------ DATA LISTING ------
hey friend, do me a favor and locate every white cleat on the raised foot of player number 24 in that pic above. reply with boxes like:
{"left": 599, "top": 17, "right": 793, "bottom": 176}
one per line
------
------ DATA LISTING ------
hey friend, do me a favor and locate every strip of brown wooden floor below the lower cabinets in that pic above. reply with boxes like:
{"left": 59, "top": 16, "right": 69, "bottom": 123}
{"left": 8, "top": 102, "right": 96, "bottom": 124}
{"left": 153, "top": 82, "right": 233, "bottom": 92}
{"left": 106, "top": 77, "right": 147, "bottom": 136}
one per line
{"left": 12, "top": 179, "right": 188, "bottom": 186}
------
▶ TRY IT: Give the number of lines in the records above that contain "reply", with no other words.

▶ EXERCISE RESULT: 2